• About this task:
Retype each entry below exactly. Do not carry any image over.

Records from a dataset
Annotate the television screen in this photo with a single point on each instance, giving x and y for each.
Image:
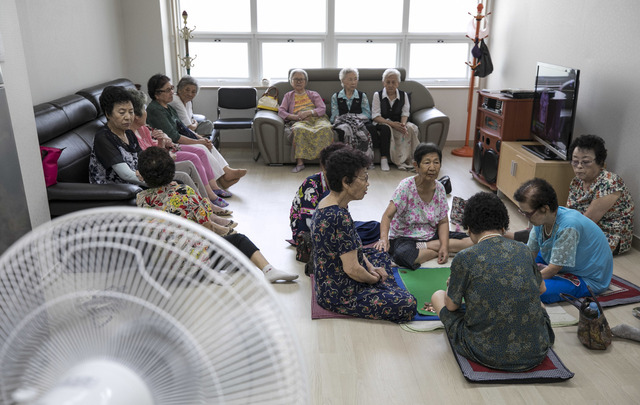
(554, 109)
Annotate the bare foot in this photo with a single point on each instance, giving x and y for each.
(226, 182)
(231, 174)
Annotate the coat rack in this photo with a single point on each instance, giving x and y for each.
(185, 33)
(466, 150)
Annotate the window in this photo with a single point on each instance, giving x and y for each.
(244, 41)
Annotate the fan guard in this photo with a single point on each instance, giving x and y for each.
(149, 292)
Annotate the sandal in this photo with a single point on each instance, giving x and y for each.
(220, 202)
(222, 193)
(231, 232)
(223, 212)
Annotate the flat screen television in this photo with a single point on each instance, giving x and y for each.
(554, 110)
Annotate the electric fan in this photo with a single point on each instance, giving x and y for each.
(136, 306)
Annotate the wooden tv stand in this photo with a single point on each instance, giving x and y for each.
(518, 165)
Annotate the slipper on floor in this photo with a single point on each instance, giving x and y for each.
(231, 232)
(220, 202)
(222, 193)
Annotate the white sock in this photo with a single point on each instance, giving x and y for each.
(384, 165)
(272, 274)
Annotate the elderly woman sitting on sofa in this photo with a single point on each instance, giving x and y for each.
(304, 114)
(351, 114)
(390, 110)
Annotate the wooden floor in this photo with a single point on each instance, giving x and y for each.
(353, 361)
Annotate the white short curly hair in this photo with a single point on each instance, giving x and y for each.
(391, 71)
(294, 71)
(344, 72)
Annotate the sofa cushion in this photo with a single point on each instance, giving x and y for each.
(50, 122)
(73, 164)
(93, 93)
(77, 109)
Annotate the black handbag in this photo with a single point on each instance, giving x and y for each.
(593, 328)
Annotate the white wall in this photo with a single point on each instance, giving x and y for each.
(146, 25)
(71, 44)
(17, 85)
(597, 37)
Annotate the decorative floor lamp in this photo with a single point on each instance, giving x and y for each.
(466, 150)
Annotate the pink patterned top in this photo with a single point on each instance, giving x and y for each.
(617, 223)
(416, 218)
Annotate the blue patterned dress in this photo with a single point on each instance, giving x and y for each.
(333, 234)
(504, 326)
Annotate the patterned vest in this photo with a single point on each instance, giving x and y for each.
(395, 113)
(356, 104)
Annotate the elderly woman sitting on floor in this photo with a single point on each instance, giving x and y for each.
(349, 279)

• Answer for the task:
Annotate the television screen in this photo with a single point on each instance, giving x and y for each.
Image:
(554, 109)
Annotate the bare foot in this photo with a single point on each instance, giving x and y for each.
(226, 182)
(231, 174)
Annotate the coat rack in this photo with a single point on each instance, giving x and y for each.
(185, 33)
(466, 150)
Annotate the window in this photo with a single point on each instance, giving x and y for each.
(244, 41)
Annotate the fan guard in this photo with a single point on each instance, giving x and y for each.
(149, 292)
Annotate the sandal in this photo with a single point on each instance, giving x and y for each.
(220, 202)
(222, 193)
(231, 232)
(223, 212)
Annotate the flat screen television in this photo with a single point on each instance, giving x and y for each.
(554, 110)
Annotate the electric fan in this photo with a single point on each instance, giving x and y for each.
(136, 306)
Annotate the wooden tv stand in this photo with a single point on each instance, giving x and y for each.
(518, 165)
Annotate the slipper on floor in this photo with a single point on each instance, giving x and y for each.
(231, 232)
(220, 202)
(222, 193)
Annotate the white sock in this photo with a single point on each instance, giving x and y for each.
(384, 165)
(272, 274)
Annotate the elderly woman sitting on sofa in this photo with a single point on each instance, giving x and y for each.
(304, 114)
(351, 114)
(390, 110)
Annotate the wooden floor in this photo with a single point on each instance, giving x and y for each.
(353, 361)
Annotate the white short curly hair in this photo with a single point on each instance, giving x and y for each.
(391, 71)
(294, 71)
(344, 72)
Annotate the sofa cushion in this photo with a single point on each instance, giving x and y for each.
(50, 122)
(73, 164)
(93, 93)
(77, 109)
Annotate the black handbag in this photo with a single point on each instance, giving x and y for each.
(593, 328)
Annotate the white wall in this photo with a single point on each instance, giving x and y for each.
(146, 25)
(71, 44)
(17, 85)
(597, 37)
Annotate the decorative floor lamp in this photo with a single point on each instance, giving x and y for each.
(466, 150)
Annotate the pink patterned top in this photo with a single point on each instance, giving x and y for each.
(617, 223)
(416, 218)
Annotate the blue patterned dress in this photo with a single point on each instance, giving x and y for each.
(333, 234)
(504, 326)
Annotate the patterned vest in this photo with a single point on each instance, giving x and y for each.
(395, 113)
(356, 104)
Annotate the elderly woman sitting on floor in this photo with a single point on each instance, giving x and y for each.
(349, 279)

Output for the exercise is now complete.